The records that follow are to be repeated without alteration.
**** Records shown ****
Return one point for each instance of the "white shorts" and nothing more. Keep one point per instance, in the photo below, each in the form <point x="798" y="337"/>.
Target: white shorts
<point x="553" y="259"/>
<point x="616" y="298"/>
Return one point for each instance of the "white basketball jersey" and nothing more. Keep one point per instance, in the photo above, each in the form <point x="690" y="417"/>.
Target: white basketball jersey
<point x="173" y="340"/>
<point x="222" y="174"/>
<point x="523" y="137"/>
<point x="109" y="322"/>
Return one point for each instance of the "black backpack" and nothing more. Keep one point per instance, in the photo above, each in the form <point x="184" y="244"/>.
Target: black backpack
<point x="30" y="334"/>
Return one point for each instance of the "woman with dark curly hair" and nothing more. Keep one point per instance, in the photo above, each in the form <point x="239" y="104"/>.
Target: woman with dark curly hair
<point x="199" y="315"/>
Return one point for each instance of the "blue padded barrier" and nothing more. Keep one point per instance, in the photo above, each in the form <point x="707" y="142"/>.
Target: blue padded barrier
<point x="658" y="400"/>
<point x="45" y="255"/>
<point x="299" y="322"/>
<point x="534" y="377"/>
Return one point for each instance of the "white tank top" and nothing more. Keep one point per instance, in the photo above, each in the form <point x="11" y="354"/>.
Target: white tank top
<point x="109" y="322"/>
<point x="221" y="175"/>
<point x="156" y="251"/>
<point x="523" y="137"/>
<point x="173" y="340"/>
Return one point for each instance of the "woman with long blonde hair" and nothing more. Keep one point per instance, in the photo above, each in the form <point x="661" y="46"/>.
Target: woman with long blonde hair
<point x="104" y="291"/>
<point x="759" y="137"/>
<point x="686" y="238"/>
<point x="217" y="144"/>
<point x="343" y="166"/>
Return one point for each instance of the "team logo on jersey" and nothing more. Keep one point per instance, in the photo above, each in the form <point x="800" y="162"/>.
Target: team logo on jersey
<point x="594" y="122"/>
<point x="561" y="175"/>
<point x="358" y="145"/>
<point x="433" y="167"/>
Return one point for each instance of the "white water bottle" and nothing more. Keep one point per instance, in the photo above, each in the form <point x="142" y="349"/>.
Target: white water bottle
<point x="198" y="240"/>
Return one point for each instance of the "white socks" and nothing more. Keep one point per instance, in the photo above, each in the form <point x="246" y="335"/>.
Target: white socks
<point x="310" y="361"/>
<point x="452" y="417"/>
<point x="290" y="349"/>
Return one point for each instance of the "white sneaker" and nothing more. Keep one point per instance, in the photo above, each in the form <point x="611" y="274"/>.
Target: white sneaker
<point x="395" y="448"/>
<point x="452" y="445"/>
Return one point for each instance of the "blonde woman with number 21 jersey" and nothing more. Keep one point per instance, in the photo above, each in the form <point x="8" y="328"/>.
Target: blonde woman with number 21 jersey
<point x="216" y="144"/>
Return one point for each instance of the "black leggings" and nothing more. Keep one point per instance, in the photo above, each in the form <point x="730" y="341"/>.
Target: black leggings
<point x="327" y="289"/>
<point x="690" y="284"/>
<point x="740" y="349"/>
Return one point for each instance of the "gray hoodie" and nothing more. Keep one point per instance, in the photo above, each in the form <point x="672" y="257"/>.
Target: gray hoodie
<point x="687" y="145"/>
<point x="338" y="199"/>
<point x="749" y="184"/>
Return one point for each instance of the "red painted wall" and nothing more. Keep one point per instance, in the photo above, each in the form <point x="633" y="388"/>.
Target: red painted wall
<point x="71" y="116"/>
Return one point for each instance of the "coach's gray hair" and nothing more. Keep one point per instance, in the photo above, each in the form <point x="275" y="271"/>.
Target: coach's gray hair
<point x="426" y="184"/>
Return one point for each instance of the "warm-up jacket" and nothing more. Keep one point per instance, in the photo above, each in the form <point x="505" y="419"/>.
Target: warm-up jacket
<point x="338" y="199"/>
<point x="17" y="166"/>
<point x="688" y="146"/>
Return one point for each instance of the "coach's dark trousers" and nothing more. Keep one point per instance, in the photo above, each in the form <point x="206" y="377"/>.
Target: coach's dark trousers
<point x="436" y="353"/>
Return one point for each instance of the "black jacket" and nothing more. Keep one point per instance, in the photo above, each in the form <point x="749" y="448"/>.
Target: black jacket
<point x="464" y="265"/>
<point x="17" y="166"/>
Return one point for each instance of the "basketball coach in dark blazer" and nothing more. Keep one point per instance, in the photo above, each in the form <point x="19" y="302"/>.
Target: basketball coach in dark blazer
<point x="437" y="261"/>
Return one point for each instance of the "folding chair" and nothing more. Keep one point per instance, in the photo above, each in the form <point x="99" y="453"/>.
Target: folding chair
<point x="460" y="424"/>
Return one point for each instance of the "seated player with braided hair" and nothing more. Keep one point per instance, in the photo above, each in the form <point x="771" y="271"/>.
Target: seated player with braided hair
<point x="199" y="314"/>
****
__Finished task__.
Return one point for each instance of the "white shorts" and nothing more. Keep one point per instance, in the photo below, each in the form <point x="798" y="337"/>.
Target: white shorts
<point x="553" y="259"/>
<point x="616" y="298"/>
Return one point for each instance of the "white basketball jersey" and nothing more. Keep one point per instance, in the photo above, each in the form <point x="690" y="417"/>.
Target: white basketball jersey
<point x="173" y="340"/>
<point x="222" y="174"/>
<point x="523" y="137"/>
<point x="109" y="322"/>
Return one point for each instance of the "black backpack" and nothing more. Keep one point per instance, in the photo above, each in the form <point x="184" y="244"/>.
Target: black backpack
<point x="30" y="334"/>
Return one point for each instance of the "woman with dark curly hair" and nothing more. Keep one point per instance, in the photo above, each in the form <point x="239" y="104"/>.
Target: woman with dark curly hair
<point x="199" y="315"/>
Return one point for each instance of the "blue padded barrier" and nothing more. Keep one point per instance, in the photo above, each in the form <point x="707" y="142"/>.
Target: blue padded barrier
<point x="658" y="400"/>
<point x="45" y="255"/>
<point x="299" y="322"/>
<point x="534" y="377"/>
Return one point for each instance of the "white tank top" and nothing more. Keep one point per instance, in the photo above, each in the form <point x="11" y="354"/>.
Target: white tank top
<point x="109" y="322"/>
<point x="221" y="175"/>
<point x="156" y="251"/>
<point x="523" y="137"/>
<point x="173" y="340"/>
Return one point for each instance of the "woman with long blonde hair" and nothing more. Keep one point per instance, in the photo above, each in the form <point x="661" y="46"/>.
Target: woman with long blonde hair
<point x="104" y="291"/>
<point x="759" y="137"/>
<point x="686" y="238"/>
<point x="217" y="144"/>
<point x="343" y="166"/>
Return one point for each instance of the "team logo on jersey" and nothing more. Keep one point per instance, in the photo above, each in the form <point x="800" y="162"/>.
Target: team logo on jersey
<point x="594" y="122"/>
<point x="561" y="175"/>
<point x="358" y="145"/>
<point x="433" y="167"/>
Return one point for each instance of the "white water bottle" and nothing more. Keep one point per instance, in the photo above, each in the form <point x="142" y="349"/>.
Target: white water bottle
<point x="198" y="240"/>
Return one point for each instance of the "white socks" and nothing more. Keep one point per instance, in the photo above, each in the form <point x="246" y="335"/>.
Target: white socks
<point x="310" y="361"/>
<point x="452" y="417"/>
<point x="290" y="349"/>
Return one point for each instance of the "white sneaker" and nothing more. Keep one point per instance, in the photo above, each in the form <point x="611" y="274"/>.
Target: white sneaker
<point x="395" y="448"/>
<point x="452" y="445"/>
Return one point for each instance of the "blonde woman with number 21 jersey" and nothing more. Keep one point per instance, in the photo above, each in the form <point x="8" y="328"/>.
Target: blonde woman with number 21 jersey
<point x="216" y="144"/>
Return one point for each instance of the "black leggings" and nothing more. Keep one point per instance, in the photo above, each in the form <point x="730" y="341"/>.
Target: black leggings
<point x="327" y="289"/>
<point x="690" y="284"/>
<point x="740" y="349"/>
Return one point for each instance of the "gray hoodie" and nothing more. Keep one point per instance, in the photo above, each in the form <point x="672" y="257"/>.
Target: gray hoodie
<point x="687" y="145"/>
<point x="338" y="199"/>
<point x="749" y="184"/>
Return one point for each instance of the "red painted wall" and nothing more. Keep one point per instance, in the photo above, each in the form <point x="633" y="388"/>.
Target: red painted wall
<point x="71" y="116"/>
Return one point for each instance of the "coach's gray hair" and nothing more. Keep one point per instance, in the photo above, each in the form <point x="275" y="271"/>.
Target: coach's gray hair
<point x="426" y="184"/>
Return one point for each instance of the "warm-up jacket" and nothing more. Keep one point per instance, in the photo above, each in the form <point x="505" y="419"/>.
Target: warm-up jacket
<point x="338" y="199"/>
<point x="17" y="166"/>
<point x="688" y="146"/>
Return one point for each instance of the "coach's dark trousers" and nothing more. Keep one point per instance, in the photo above, each in the form <point x="206" y="377"/>.
Target: coach's dark trousers
<point x="436" y="353"/>
Return one point for each instance of the "black jacket" and nothing more. Keep one point per instance, in the photo above, each in the form <point x="749" y="448"/>.
Target: black jacket
<point x="464" y="265"/>
<point x="17" y="166"/>
Return one point for each instance of the "basketball coach in dark blazer" and nothing more. Keep one point per instance, in the photo above, each in the form <point x="19" y="302"/>.
Target: basketball coach in dark blazer
<point x="437" y="261"/>
Return one point for each instance of the "folding chair" and nothing more. Keep one point per instance, in the photo above, each in the form <point x="99" y="453"/>.
Target: folding chair
<point x="460" y="424"/>
Return one point for each instance of the "seated player with braided hair" and nothing more. Keep one point per instance, in the photo above, each in the form <point x="771" y="271"/>.
Target: seated player with braided hair
<point x="199" y="314"/>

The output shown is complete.